TEKS YANG DITAMPILKAN.
Isu
kudeta yang digulirkan elite politik dan disiarkan media massa ternyata
mempunyai dampak yang luar biasa. Tidak saja para pejabat tinggi yang
memberikan komentar menyangkal adanya kudeta itu, tetapi juga masyarakat
yang harap-harap cemas. Kecemasan masyarakat itu beralasan, harga
kebutuhan sehari-hari, seperti bawang, melonjak naik, bagaimana jika
terjadi kudeta? Pemikiran pragmatis memang, tetapi nyata terjadi.
Mencermati
isu kudeta memang penting. Tetapi, isu itu tidak akan mempunyai harga
sama sekali kalau tidak ada peran media. Dengan kata lain, menjadi
penting dan berharga atau tidak isu kudeta itu sangat ditentukan
bagaimana media mengemasnya. Mengapa media? Mengapa presiden perlu
mengatakan bahwa ada sekelompok orang yang akan mengguncang
pemerintahannya kepada media massa?
Pertama,
presiden dalam keadaan cemas melihat gerakan- gerakan perlawanan yang
mengarah pada penuntutan dirinya mundur. Sebenarnya, ketidakpuasan pada
pemerintah sudah ada sejak lama. Kedua, presiden sedang bermain
dadu, siapa tahu dengan melontarkan menggoncang pemerintahan (baca: isu
kudeta) semua akan terbuka. Dengan kata lain, siapa kawan dan siapa lawan
(dalam politik) akan terlihat. Komentar-komentar yang bermunculan
mengindikasikan siapa yang berada di pihak presiden dan siapa yang
menentang. Di samping itu, isu kudeta tersebut juga sebagai salah
satu upaya agar `macan yang selama ini tidur' bisa diketahui
keberadaannya untuk persiapan antisipasi keadaan.
Yang
menarik dari kenyataan di atas bukan pada pernyataan presiden, tetapi
mengapa presiden mengemukakannya ke publik, dan mengapa pula media massa
dibiarkan untuk menyebarkannya? Dalam hal ini kita patut mengungkapkan
satu fakta akan kekuatan dari media massa. Kata Marshall McLuhan, media
massa itu the extension of man
(penyebarluasaan hasrat, keinginan seseorang). Media massa mempunyai
fungsi seperti manusia dalam skala yang lebih luas. Jika manusia bisa
berkomunikasi, media massa juga demikian, bahkan dalam skala yang lebih
luas. Jika manusia bisa memerintah, media juga bisa, bahkan dalam cakupan
yang lebih besar. Inilah kekuatan media massa.

DATA MENTAH.
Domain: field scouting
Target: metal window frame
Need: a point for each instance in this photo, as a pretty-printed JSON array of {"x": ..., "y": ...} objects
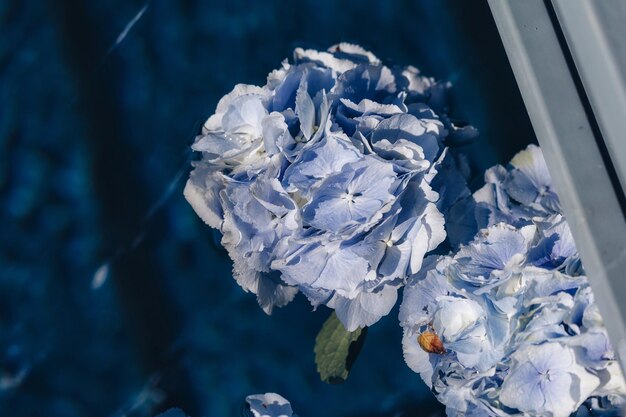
[{"x": 569, "y": 61}]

DAFTAR TUGAS.
• A. Ringkas teks tentang isu kudeta dan media massa dalam dua kalimat.
• B. Tuliskan bagian berikutnya dari teks tentang isu kudeta dan media massa, dimulai setelah kalimat terakhirnya.
Materi di atas tidak diperlukan.

KUNCI JAWABAN.
• A. Isu kudeta yang digulirkan elite politik dan disiarkan media massa berdampak luar biasa, sehingga para pejabat tinggi menyangkalnya sementara masyarakat cemas di tengah melonjaknya harga kebutuhan sehari-hari. Penting atau tidaknya isu itu sangat ditentukan oleh cara media mengemasnya, dan media massa, yang oleh Marshall McLuhan disebut the extension of man, memiliki fungsi seperti manusia dalam skala yang lebih luas.

• B.
Jika
apa yang dilakukan oleh presiden itu sebuah kecemasan karena akan ada
kudeta, berarti media massa mempunyai fungsi sebagai anjing yang bertugas
mengendus berbagai masalah yang selama ini belum terungkap ke permukaan.
Mengapa begitu? Karena, daya endus media massa lebih tajam.
Ini sama dengan polisi yang mencari para tersangka teroris. Kalau mencari
sendiri, sangat mungkin mereka akan mengalami kesusahan. Jika keinginan
itu diberitakan lewat media massa, masyarakat yang membaca dan melihat tersangka
teroris yang dimaksud bisa ikut mengawasi dan melaporkan kepada pihak
yang berwenang.
Komoditas
Kalau
kenyataannya bahwa media massa telah digunakan oleh presiden atau elite
politik untuk meraih tujuan, apakah media massa telah menjual diri kepada
`penguasa'? Nanti dulu. Tanpa presiden mempunyai kepentingan kepada media
massa, segala sesuatu yang berhubungan dengan kepala negara jelas
mempunyai nilai berita (news value).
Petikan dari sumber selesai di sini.